→ **What the task requires**:
From the text on "A Fine Romance," list every item that it says is referenced in the song, with the description it gives each one.

→ **Supplied passage**:
BEGIN

Song by Fred Astaire
- B-side: "The Waltz in Swing Time"
- Published: 1936 by Chappell & Co.
- Released: August 1936
- Recorded: July 28, 1936
- Studio: Los Angeles, California
- Genre: Jazz, Pop Vocal
- Label: Brunswick 7716
- Composer: Jerome Kern
- Lyricist: Dorothy Fields

Fred Astaire singles chronology
| "I'm Putting All My Eggs in One Basket" (1936) | "A Fine Romance" (1936) | "The Way You Look Tonight" (1936) |

= A Fine Romance (song) =

1936 song by Jerome Kern

A Fine Romance performed on tenor sax by Jules Grandgagnage

"A Fine Romance" is a popular song composed by Jerome Kern with lyrics by Dorothy Fields, published in 1936.

The song was written for the musical film, Swing Time, where it was co-introduced by Fred Astaire and Ginger Rogers. Astaire recorded a solo version of the song on July 28, 1936 for Brunswick records (catalog 7716) and it topped the charts of the day for five weeks. Billie Holiday recorded the song for Vocalion Records on September 29, 1936 and this too reached the charts of the day as did versions by Henry King and Guy Lombardo.

==Items referenced in the song==
- SS Île de France -- ocean liner
- The March of Time -- news film series
- Seidlitz powders -- medication

==Other notable recordings==
- Henry King and his Orchestra with vocals by Joe Sudy (1936)
- Bing Crosby and Dixie Lee Crosby with Victor Young & His Orchestra (recorded August 19, 1936)

END

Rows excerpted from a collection
BEGIN

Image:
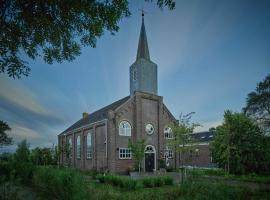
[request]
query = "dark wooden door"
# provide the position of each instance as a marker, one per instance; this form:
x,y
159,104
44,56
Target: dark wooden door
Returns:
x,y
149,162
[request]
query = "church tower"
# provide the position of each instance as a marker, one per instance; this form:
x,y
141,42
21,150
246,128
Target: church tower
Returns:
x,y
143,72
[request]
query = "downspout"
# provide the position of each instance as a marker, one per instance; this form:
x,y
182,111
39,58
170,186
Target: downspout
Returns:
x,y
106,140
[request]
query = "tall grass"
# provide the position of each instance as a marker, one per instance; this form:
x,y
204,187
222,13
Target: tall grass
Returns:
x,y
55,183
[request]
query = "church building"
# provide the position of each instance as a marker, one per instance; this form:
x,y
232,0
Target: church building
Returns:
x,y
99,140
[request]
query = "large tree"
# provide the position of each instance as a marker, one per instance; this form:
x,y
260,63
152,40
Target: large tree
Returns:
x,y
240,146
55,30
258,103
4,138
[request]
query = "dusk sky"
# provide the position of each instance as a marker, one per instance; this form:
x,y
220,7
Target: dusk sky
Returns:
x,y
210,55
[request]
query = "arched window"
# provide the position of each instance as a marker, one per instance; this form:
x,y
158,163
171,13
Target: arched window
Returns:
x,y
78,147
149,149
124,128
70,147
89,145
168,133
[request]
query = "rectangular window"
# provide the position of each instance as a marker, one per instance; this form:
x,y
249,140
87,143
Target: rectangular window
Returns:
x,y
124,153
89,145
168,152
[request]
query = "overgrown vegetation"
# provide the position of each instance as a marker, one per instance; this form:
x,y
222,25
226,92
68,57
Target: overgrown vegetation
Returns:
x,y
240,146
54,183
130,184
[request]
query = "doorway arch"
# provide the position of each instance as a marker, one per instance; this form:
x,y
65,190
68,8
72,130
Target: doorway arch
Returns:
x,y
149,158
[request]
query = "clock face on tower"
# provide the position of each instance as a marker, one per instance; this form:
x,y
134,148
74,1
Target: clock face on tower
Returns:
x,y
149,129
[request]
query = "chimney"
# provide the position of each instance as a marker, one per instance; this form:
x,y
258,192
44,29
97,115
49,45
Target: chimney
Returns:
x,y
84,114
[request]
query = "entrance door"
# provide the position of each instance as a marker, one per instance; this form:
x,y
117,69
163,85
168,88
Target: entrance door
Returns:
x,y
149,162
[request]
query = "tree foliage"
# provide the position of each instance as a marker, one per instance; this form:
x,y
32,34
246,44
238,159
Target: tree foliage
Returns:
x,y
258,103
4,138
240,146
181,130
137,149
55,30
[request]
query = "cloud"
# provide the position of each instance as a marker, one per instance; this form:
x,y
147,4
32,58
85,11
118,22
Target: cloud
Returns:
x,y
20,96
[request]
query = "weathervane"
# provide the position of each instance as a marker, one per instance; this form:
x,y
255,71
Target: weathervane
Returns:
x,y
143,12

END
BEGIN

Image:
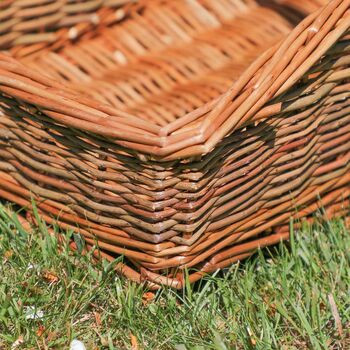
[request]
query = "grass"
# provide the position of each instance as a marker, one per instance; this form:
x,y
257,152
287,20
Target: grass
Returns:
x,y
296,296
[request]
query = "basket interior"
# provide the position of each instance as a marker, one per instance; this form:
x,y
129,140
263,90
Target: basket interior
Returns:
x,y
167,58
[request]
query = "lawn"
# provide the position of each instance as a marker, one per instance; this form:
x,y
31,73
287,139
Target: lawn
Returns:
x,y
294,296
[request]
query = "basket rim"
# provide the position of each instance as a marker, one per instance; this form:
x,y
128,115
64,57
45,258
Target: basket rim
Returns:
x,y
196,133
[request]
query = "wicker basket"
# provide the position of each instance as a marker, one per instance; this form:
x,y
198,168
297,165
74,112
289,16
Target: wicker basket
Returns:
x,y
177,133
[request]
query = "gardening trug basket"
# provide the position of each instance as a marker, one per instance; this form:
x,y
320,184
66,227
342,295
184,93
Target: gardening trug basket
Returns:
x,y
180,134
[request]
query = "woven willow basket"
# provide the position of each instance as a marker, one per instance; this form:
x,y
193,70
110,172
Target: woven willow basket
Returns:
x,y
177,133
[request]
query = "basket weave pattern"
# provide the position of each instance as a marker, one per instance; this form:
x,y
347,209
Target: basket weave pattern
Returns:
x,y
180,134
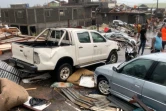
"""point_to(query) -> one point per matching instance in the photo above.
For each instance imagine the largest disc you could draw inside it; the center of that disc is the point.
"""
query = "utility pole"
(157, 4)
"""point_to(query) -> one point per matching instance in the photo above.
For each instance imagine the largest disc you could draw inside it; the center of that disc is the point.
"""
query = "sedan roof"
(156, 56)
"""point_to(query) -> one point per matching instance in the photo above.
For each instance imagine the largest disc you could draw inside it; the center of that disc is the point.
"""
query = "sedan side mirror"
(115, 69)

END
BEGIN

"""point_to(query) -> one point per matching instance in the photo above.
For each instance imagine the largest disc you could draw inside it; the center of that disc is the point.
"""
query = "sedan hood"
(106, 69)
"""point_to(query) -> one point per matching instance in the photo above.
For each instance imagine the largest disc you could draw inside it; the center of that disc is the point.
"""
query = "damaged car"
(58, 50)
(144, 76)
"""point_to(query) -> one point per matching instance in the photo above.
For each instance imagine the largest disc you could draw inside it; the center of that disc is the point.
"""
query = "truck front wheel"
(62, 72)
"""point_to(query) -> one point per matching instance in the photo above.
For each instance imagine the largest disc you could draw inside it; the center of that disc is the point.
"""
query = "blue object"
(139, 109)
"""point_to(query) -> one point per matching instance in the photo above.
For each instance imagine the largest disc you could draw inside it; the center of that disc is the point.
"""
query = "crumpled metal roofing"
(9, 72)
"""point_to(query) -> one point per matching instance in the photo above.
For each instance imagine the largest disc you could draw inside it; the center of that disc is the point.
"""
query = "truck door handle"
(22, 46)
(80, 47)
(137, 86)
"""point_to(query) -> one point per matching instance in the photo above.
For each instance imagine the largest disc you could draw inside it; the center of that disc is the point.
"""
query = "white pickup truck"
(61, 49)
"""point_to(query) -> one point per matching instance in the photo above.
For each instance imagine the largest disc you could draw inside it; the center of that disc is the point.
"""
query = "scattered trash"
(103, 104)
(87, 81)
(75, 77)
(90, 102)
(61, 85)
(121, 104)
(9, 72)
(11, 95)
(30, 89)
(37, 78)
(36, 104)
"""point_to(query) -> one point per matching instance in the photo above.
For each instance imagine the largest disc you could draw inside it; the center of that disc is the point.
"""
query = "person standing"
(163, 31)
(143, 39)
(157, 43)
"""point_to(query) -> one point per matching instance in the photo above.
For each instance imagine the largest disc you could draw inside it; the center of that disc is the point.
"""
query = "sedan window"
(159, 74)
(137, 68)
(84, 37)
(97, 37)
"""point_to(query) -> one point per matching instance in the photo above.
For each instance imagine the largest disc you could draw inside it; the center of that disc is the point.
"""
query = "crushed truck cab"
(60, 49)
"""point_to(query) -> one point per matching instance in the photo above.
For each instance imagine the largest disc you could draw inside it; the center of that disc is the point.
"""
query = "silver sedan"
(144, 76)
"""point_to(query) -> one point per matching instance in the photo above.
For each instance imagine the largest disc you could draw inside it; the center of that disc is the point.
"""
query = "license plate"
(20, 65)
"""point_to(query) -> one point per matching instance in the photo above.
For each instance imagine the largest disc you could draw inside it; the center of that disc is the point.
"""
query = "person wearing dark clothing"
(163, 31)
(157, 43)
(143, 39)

END

→ **Completed exercise**:
- SS Île de France: ocean liner
- The March of Time: news film series
- Seidlitz powders: medication